• **PROBLEM DETAILS**: Collect every line of the listing below that contains the word "sneaker".

• **DATA PROVIDED**:
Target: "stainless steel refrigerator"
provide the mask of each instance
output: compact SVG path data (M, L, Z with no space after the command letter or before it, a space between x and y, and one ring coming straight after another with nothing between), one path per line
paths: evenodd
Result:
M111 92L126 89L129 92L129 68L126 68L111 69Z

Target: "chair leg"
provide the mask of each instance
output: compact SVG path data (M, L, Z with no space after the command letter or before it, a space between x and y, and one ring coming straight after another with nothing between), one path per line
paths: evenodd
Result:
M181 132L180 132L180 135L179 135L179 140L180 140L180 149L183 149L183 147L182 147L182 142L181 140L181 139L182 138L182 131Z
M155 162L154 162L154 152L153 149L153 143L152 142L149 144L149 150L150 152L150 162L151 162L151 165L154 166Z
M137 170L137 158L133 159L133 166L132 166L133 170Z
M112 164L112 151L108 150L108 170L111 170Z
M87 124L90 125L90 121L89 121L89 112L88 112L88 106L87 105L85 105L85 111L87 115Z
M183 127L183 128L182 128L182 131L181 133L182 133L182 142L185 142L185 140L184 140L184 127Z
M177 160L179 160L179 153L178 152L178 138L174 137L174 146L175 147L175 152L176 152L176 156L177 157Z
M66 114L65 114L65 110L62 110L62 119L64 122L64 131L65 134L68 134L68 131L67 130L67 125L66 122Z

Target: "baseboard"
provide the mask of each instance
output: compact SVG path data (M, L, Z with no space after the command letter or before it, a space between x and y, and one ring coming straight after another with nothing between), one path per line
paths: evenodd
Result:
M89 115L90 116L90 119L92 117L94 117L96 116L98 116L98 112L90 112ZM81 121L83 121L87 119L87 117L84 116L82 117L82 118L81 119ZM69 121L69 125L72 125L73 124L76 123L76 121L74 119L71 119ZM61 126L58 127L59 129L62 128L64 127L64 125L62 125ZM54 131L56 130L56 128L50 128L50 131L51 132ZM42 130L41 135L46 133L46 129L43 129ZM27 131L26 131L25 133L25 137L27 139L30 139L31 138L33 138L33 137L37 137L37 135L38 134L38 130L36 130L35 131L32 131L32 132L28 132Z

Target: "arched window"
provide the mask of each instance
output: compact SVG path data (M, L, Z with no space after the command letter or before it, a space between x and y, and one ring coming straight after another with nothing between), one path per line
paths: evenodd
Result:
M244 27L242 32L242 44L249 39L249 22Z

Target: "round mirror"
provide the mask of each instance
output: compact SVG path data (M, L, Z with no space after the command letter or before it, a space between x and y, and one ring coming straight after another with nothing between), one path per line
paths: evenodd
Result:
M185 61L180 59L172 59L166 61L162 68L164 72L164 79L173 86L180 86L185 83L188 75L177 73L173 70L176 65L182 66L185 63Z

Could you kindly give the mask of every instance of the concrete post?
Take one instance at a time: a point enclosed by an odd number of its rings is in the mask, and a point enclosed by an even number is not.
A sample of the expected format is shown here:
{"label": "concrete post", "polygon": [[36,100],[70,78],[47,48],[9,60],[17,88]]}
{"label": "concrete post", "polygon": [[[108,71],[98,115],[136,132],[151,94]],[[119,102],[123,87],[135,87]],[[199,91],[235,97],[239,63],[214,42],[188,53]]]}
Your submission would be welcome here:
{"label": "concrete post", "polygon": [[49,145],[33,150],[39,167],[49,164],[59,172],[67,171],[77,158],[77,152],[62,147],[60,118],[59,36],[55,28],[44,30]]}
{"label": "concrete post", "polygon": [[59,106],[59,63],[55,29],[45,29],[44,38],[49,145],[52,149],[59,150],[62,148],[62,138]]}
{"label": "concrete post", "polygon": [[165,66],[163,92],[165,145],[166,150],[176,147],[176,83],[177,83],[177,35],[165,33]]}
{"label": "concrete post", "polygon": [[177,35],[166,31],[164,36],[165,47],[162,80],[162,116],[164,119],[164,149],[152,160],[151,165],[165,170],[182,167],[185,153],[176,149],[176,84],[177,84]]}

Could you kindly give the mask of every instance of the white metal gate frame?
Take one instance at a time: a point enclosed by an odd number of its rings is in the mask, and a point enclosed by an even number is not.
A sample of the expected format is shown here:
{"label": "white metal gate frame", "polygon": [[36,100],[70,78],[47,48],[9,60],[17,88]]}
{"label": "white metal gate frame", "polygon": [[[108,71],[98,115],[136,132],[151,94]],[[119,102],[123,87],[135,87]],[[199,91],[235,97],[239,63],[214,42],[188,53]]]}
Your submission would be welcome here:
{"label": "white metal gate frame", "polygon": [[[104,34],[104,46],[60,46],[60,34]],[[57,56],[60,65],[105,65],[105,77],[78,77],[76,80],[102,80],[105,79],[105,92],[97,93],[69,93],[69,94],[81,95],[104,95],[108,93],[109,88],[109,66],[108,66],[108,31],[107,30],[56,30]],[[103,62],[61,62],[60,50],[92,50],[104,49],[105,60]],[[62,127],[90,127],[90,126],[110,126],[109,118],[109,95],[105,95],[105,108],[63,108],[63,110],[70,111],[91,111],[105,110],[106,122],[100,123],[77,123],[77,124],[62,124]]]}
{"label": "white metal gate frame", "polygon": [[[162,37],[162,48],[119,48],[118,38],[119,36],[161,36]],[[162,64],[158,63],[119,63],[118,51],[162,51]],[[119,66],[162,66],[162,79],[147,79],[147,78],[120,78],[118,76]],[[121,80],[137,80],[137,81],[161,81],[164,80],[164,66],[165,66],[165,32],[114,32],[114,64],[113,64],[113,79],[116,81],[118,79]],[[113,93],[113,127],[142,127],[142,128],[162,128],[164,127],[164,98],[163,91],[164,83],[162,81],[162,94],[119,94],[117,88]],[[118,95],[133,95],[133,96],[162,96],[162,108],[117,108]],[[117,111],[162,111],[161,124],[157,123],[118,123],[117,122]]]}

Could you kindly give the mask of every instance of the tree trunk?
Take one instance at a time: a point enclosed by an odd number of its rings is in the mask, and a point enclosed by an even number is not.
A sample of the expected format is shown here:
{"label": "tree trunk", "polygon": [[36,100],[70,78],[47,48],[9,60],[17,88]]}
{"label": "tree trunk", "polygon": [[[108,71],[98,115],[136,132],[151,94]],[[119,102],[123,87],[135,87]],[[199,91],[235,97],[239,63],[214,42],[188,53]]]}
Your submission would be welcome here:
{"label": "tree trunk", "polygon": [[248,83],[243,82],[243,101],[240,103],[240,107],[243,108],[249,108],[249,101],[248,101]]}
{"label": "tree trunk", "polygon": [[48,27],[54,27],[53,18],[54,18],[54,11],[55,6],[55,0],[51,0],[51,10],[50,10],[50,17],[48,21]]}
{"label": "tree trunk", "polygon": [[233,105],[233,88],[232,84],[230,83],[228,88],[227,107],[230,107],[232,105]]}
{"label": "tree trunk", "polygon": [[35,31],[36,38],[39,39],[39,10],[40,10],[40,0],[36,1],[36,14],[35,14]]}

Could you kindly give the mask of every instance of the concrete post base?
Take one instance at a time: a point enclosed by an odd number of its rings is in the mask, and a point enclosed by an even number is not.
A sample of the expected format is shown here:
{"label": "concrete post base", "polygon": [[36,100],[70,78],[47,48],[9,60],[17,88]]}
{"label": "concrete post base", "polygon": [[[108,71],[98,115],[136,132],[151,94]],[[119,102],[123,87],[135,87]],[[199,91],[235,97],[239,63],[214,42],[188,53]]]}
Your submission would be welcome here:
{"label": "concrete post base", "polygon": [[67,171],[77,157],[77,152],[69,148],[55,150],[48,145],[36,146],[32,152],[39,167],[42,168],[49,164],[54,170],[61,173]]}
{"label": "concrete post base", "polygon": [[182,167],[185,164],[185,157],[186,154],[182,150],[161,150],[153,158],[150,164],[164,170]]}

...

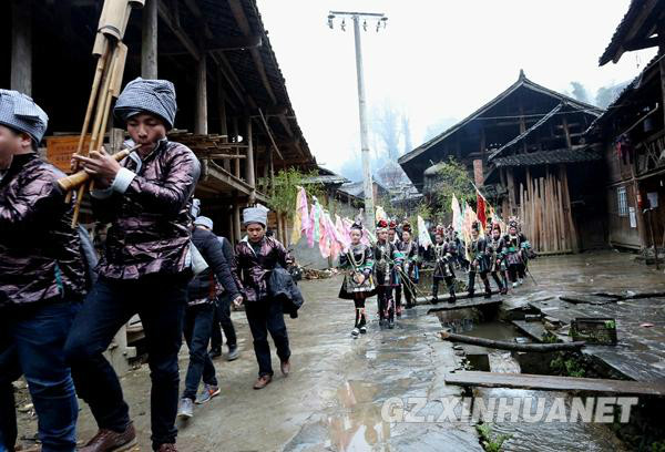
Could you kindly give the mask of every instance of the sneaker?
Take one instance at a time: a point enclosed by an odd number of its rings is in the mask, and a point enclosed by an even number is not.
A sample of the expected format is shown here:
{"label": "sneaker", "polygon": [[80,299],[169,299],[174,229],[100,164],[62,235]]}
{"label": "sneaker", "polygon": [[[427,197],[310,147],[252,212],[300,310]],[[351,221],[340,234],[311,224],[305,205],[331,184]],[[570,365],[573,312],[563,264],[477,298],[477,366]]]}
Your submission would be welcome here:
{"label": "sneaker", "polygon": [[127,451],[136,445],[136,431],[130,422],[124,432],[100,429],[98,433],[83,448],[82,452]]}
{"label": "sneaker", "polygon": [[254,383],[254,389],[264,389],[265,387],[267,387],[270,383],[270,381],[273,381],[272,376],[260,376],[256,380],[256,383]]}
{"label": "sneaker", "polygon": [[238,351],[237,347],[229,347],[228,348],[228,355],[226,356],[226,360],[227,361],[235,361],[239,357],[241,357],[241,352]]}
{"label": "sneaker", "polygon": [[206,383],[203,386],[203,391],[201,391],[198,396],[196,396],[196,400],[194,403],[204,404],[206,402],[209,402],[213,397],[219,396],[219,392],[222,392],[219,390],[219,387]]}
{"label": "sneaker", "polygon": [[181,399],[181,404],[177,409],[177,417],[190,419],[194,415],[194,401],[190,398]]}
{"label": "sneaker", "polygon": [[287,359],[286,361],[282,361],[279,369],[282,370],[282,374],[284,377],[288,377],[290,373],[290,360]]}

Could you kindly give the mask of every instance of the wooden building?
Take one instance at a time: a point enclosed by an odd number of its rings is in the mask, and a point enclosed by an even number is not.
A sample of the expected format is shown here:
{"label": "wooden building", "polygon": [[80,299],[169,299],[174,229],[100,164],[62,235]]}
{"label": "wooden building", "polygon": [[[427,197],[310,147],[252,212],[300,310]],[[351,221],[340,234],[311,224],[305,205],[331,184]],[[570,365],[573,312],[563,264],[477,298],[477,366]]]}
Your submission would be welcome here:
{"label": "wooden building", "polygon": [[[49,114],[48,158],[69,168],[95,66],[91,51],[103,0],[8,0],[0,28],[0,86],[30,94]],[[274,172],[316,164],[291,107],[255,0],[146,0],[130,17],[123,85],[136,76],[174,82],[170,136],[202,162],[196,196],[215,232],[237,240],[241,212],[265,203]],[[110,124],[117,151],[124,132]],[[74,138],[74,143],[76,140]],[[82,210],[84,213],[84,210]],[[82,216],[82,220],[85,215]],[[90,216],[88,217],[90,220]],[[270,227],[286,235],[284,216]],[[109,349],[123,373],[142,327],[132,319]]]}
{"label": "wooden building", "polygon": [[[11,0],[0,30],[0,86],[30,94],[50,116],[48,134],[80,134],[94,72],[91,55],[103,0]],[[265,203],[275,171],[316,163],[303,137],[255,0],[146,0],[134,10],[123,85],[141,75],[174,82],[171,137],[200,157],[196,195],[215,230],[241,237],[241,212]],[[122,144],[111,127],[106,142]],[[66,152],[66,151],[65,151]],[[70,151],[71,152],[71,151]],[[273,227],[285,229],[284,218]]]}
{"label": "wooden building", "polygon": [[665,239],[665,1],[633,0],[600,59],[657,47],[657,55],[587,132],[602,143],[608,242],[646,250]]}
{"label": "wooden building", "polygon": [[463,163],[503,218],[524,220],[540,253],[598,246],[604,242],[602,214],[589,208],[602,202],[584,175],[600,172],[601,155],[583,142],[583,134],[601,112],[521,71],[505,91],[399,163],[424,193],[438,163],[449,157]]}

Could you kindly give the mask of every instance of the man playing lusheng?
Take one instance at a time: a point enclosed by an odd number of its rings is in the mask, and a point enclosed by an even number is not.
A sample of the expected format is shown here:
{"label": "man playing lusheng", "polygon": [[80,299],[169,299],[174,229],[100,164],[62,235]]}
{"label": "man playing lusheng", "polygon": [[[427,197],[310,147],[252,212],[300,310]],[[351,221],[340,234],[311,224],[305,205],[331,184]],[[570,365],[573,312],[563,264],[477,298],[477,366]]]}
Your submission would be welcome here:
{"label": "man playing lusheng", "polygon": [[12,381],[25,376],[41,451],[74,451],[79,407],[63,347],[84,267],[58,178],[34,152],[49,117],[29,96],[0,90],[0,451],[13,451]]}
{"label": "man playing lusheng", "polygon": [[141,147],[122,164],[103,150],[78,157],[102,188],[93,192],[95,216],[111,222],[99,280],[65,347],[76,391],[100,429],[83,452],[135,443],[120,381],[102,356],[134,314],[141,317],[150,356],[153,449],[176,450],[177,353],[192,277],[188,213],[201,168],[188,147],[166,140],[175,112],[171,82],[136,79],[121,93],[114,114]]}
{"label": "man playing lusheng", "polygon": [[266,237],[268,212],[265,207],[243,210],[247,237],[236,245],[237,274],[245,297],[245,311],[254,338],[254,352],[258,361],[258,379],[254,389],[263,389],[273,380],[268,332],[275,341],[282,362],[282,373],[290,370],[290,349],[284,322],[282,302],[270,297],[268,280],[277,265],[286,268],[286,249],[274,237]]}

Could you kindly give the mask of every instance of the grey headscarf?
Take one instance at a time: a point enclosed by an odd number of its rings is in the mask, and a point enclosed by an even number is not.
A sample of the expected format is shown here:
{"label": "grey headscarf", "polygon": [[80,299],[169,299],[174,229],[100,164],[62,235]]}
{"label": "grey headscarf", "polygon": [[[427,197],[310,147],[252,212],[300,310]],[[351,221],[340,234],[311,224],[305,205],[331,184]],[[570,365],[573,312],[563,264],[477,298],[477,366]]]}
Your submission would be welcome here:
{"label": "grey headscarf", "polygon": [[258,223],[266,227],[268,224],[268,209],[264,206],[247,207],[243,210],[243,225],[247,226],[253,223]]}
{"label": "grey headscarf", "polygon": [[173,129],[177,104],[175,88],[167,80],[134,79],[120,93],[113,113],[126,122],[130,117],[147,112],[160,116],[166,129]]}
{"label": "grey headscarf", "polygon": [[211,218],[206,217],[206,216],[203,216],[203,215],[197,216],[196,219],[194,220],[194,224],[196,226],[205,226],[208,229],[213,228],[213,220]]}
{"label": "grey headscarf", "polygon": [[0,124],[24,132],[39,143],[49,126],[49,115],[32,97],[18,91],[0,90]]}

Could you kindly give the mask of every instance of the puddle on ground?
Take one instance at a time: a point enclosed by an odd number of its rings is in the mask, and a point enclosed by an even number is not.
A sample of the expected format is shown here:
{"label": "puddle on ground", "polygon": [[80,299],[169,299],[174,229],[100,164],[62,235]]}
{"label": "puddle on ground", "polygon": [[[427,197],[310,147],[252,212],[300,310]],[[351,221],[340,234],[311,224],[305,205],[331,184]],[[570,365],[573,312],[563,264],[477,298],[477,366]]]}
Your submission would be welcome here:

• **COMPLETE RESPONSE**:
Could you kindly give the mask of every instance of the sneaker?
{"label": "sneaker", "polygon": [[80,299],[169,299],[174,229],[100,164],[62,235]]}
{"label": "sneaker", "polygon": [[[427,197],[310,147],[252,212],[300,310]],[[351,221],[340,234],[311,224],[305,205],[331,184]],[[570,365],[573,312],[563,264],[477,298],[477,366]]]}
{"label": "sneaker", "polygon": [[127,451],[136,445],[136,431],[130,422],[124,432],[100,429],[98,433],[83,448],[82,452]]}
{"label": "sneaker", "polygon": [[254,383],[254,389],[264,389],[265,387],[267,387],[270,383],[270,381],[273,381],[272,376],[260,376],[256,380],[256,383]]}
{"label": "sneaker", "polygon": [[238,351],[237,347],[229,347],[228,348],[228,355],[226,356],[226,360],[227,361],[235,361],[239,357],[241,357],[241,352]]}
{"label": "sneaker", "polygon": [[206,383],[203,386],[203,391],[201,391],[198,396],[196,396],[196,400],[194,403],[204,404],[206,402],[209,402],[213,397],[219,396],[219,392],[222,392],[219,390],[219,387]]}
{"label": "sneaker", "polygon": [[181,399],[181,404],[177,409],[177,417],[190,419],[194,415],[194,401],[190,398]]}
{"label": "sneaker", "polygon": [[287,359],[286,361],[282,361],[279,369],[282,370],[282,374],[284,377],[288,377],[290,373],[290,360]]}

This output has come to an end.